(Records from a dataset)
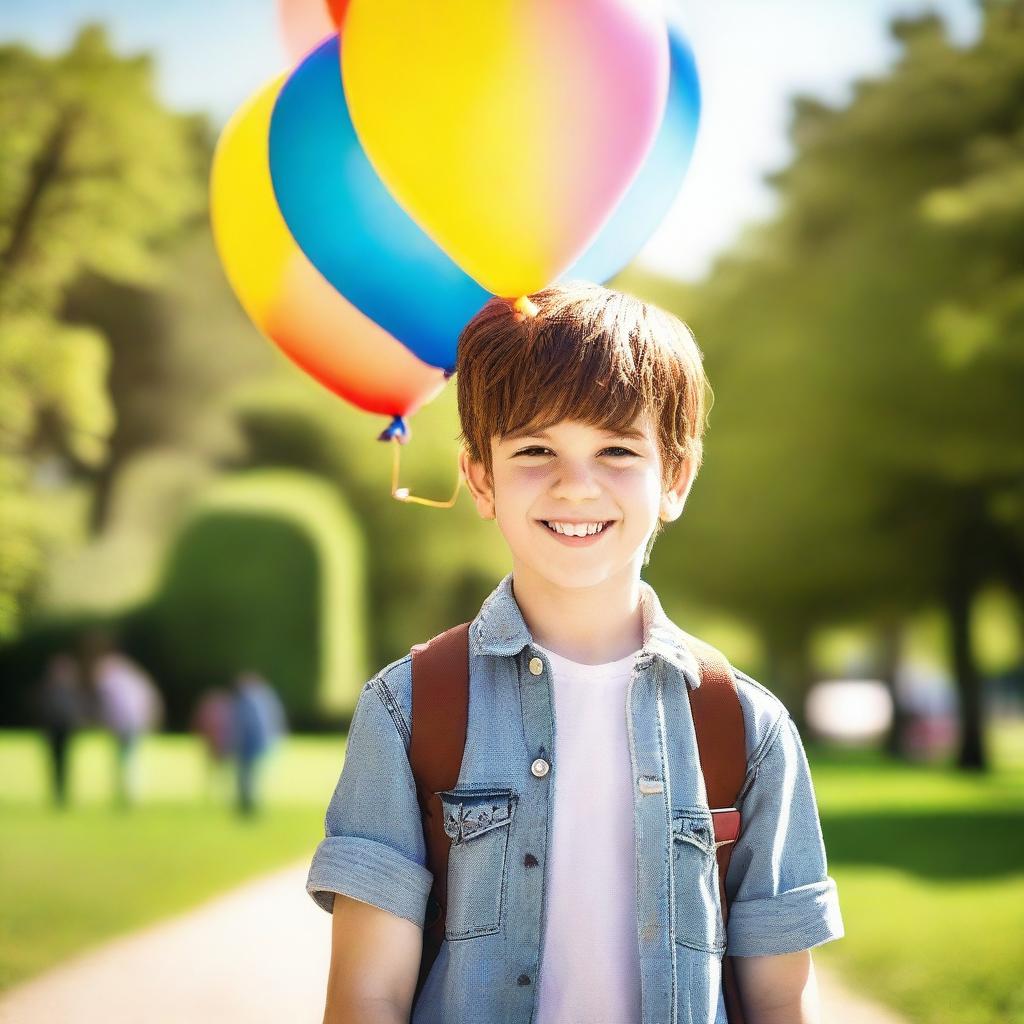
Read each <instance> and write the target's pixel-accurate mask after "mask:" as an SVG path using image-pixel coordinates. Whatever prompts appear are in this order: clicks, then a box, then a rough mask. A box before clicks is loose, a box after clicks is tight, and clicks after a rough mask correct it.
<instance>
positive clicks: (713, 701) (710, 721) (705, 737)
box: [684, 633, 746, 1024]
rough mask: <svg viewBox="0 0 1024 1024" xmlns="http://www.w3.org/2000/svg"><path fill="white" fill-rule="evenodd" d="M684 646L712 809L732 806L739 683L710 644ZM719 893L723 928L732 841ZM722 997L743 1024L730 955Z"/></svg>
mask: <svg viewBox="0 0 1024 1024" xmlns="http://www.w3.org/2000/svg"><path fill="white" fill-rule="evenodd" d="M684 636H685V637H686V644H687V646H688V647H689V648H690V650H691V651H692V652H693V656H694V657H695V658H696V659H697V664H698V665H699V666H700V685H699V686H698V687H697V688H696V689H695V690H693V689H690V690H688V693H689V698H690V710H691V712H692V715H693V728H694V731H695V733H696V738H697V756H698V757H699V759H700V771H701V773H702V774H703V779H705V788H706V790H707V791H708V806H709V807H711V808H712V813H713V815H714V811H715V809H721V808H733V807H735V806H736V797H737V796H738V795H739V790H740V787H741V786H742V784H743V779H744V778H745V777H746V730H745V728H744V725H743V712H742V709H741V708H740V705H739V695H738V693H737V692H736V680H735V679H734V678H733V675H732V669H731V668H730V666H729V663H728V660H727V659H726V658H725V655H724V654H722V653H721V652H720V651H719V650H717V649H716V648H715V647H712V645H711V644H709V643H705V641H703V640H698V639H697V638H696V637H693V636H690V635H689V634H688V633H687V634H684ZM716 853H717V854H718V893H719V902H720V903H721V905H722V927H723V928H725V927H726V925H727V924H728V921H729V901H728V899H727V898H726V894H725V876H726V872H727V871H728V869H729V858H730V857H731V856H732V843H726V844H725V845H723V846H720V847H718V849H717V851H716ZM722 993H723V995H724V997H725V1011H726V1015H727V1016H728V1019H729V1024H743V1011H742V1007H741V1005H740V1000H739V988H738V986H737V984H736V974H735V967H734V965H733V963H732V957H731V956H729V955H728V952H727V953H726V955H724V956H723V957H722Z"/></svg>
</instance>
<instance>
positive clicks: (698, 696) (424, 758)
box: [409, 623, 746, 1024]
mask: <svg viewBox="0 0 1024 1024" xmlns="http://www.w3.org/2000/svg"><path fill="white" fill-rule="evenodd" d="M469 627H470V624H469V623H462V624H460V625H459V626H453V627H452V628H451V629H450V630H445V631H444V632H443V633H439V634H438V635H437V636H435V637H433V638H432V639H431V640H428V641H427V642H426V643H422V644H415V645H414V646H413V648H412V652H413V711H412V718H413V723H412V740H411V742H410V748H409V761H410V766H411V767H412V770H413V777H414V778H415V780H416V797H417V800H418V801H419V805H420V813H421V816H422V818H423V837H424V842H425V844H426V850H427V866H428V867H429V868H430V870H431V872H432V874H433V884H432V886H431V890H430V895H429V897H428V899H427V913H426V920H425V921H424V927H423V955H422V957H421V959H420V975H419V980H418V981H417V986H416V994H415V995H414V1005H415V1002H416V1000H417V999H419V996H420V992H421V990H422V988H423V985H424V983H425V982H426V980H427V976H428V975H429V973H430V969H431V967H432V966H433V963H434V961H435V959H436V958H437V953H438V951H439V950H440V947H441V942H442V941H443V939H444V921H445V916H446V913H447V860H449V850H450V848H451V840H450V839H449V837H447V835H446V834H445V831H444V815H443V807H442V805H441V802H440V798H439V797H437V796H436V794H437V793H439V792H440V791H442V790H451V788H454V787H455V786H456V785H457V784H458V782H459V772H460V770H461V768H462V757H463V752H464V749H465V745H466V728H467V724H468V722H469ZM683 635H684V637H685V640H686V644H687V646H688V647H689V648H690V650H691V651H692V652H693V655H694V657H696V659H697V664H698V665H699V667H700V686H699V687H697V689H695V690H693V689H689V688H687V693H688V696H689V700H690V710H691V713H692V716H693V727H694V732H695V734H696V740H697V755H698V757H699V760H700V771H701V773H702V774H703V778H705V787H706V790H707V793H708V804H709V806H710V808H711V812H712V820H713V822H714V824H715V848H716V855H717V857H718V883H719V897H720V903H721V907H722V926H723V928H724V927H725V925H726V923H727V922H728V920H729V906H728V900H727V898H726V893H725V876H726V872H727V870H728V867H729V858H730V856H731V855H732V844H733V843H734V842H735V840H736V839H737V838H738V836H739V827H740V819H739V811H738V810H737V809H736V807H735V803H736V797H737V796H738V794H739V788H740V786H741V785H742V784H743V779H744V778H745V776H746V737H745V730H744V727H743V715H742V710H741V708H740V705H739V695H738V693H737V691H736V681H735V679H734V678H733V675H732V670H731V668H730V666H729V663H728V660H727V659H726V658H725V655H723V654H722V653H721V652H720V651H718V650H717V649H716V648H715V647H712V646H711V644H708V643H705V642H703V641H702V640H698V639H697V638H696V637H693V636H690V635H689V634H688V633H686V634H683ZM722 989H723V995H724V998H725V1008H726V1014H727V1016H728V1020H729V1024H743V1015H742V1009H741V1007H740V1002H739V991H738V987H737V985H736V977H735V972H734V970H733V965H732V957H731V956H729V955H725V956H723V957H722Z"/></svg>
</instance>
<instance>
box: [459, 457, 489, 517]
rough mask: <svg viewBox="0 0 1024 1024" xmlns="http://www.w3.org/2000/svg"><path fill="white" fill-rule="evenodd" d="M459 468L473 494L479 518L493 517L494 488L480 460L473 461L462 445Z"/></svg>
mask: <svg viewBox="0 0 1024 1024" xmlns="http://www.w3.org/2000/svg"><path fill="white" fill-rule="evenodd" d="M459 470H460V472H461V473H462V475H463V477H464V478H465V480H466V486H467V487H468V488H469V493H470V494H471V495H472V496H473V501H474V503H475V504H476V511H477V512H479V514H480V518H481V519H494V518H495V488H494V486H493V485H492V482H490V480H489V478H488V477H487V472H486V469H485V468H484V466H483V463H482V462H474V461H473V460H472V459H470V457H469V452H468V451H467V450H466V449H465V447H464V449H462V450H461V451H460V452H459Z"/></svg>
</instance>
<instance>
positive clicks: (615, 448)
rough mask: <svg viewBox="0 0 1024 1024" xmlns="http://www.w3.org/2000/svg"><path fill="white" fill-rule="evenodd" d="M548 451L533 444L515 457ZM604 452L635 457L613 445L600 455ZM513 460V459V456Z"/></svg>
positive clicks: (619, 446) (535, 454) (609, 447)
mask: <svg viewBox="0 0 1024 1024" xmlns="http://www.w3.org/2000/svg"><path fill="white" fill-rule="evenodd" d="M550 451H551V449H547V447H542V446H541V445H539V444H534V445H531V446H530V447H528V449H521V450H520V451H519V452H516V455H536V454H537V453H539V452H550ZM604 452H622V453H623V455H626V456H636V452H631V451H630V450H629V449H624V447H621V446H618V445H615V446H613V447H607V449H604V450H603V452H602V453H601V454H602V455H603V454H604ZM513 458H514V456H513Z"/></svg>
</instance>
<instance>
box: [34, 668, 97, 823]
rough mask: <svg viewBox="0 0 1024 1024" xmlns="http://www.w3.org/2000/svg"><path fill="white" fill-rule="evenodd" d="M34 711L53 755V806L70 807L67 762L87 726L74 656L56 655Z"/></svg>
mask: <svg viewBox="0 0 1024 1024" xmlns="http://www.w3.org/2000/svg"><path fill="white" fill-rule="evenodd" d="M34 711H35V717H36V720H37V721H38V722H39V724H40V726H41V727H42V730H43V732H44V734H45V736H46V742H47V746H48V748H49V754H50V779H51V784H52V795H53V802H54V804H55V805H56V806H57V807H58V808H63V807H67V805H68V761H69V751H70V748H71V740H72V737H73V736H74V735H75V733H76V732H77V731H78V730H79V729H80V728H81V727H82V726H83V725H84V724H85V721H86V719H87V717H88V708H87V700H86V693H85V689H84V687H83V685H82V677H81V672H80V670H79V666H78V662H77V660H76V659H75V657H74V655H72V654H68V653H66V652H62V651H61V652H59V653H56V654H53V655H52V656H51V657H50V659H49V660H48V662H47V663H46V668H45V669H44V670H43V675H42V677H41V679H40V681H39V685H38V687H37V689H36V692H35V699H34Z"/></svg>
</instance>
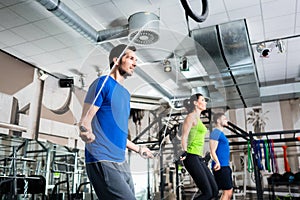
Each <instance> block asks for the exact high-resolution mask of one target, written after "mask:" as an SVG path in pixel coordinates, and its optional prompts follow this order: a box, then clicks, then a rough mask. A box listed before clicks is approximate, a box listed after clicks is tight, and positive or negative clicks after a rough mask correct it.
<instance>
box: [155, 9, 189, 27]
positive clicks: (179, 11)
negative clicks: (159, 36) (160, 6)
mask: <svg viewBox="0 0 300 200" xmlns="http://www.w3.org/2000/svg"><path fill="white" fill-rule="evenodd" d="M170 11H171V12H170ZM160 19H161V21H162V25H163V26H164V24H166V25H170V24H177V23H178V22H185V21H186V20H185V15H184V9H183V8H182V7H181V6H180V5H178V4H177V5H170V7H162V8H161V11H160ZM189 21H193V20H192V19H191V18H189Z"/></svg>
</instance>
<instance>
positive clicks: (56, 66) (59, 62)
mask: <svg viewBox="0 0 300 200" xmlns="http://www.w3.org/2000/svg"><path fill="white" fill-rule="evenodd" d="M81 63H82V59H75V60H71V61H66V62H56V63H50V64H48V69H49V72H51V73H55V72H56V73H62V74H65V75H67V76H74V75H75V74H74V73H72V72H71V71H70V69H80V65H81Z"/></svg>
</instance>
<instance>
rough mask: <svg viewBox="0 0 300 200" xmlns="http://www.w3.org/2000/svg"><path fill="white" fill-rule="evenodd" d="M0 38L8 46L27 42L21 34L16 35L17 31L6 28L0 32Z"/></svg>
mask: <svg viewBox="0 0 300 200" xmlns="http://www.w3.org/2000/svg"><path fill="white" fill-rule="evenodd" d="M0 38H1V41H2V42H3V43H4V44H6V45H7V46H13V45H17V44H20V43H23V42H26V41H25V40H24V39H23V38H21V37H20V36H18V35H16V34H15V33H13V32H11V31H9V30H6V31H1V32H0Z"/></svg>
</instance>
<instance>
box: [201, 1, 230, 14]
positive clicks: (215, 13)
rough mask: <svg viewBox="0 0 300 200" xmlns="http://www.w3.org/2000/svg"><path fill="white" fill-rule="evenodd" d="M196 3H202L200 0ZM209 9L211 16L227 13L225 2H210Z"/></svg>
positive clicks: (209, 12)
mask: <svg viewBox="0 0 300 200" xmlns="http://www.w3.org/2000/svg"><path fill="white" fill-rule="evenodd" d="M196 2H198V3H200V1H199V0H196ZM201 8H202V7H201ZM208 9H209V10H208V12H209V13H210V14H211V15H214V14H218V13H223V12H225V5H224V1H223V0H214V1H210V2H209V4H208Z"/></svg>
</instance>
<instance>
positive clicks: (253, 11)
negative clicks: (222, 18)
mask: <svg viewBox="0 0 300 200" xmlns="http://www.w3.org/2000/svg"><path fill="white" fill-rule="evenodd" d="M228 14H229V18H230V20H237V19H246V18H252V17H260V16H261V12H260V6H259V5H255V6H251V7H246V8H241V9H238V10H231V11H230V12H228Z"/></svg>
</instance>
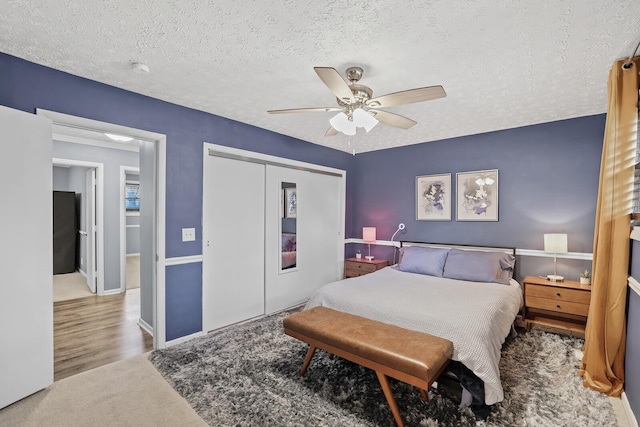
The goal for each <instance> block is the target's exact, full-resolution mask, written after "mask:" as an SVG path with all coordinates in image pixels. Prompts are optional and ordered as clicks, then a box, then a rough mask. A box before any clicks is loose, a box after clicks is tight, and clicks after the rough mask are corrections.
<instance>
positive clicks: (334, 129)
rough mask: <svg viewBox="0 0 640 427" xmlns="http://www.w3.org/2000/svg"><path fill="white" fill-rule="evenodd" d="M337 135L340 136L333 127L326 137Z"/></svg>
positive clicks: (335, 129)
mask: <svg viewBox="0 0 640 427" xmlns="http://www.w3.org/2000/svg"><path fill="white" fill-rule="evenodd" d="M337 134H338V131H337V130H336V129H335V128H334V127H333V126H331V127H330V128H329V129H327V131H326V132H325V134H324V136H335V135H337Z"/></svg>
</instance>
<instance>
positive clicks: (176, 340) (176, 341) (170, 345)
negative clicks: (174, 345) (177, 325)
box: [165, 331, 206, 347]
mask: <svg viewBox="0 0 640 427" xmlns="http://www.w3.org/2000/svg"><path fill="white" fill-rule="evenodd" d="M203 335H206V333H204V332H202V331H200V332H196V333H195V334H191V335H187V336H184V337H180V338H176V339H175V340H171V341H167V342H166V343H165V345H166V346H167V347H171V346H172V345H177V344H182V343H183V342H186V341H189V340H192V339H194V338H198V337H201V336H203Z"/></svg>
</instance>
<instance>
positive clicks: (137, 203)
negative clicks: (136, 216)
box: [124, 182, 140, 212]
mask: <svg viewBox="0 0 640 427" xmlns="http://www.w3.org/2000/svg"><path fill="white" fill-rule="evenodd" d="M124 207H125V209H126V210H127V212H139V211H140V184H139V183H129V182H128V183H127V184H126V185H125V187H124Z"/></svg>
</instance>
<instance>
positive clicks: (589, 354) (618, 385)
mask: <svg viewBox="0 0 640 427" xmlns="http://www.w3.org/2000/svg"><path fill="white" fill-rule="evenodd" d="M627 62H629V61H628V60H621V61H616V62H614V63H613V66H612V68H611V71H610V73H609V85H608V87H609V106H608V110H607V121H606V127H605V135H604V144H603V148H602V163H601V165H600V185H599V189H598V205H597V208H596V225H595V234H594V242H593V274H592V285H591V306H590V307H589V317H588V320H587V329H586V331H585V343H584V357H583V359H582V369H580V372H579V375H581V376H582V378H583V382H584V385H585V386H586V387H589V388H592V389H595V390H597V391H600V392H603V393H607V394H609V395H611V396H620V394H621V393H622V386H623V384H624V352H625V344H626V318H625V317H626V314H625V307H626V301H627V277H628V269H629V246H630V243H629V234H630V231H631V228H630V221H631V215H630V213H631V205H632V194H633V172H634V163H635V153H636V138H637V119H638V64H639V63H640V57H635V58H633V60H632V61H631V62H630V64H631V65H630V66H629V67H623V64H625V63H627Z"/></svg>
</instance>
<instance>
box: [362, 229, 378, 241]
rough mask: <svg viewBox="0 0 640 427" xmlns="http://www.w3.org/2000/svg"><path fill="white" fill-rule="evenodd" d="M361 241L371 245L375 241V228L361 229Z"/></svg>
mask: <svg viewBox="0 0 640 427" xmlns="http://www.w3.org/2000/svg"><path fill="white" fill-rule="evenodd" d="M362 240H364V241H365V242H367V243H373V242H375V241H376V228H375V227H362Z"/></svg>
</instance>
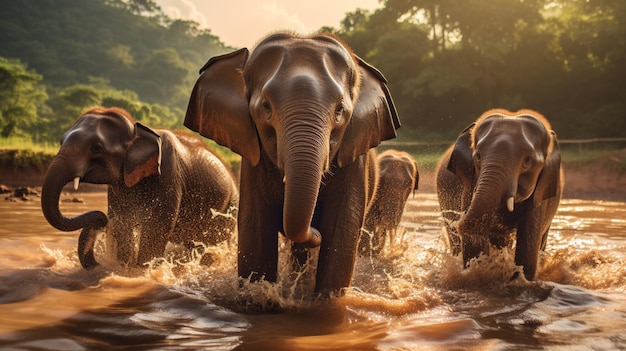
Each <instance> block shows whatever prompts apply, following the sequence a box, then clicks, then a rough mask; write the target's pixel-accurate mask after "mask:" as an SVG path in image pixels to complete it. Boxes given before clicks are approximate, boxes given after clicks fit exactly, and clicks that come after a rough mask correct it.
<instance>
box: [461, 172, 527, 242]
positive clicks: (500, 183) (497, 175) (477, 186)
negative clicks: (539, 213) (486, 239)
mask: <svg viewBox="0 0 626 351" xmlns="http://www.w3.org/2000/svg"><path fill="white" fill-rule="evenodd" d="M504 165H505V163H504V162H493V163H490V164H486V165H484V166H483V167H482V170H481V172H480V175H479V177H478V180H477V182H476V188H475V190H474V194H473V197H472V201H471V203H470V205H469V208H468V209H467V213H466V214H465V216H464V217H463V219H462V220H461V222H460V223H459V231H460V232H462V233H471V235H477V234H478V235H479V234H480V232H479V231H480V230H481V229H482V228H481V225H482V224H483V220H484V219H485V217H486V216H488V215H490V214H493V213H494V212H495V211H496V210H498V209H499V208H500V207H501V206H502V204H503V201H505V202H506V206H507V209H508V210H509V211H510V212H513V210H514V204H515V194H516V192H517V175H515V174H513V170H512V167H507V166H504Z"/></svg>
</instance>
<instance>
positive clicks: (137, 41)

Aim of the exercise — Select every line in the items above that contains the word "written", and copy each of those lines. Case counts.

Solution for this problem —
Each <instance> block asks for the exact high-resolution mask of one target, written after "mask:" as an SVG path in pixel coordinates, and its optional prompts follow this order: a box, then clicks, then a rough mask. A box listed before clicks is approximate, a box listed after clicks is tight, and positive or negative clicks after a rough mask correct it.
The goal for each <instance> block is the target's exact, full-resolution mask, written after "mask:" as an SVG path with all coordinates in image pixels. Prompts are optional and ordered as clicks, then a box, then a rough mask. A box before any clicks is loose, a box after clicks is tight, and clicks after the rough mask are corrections.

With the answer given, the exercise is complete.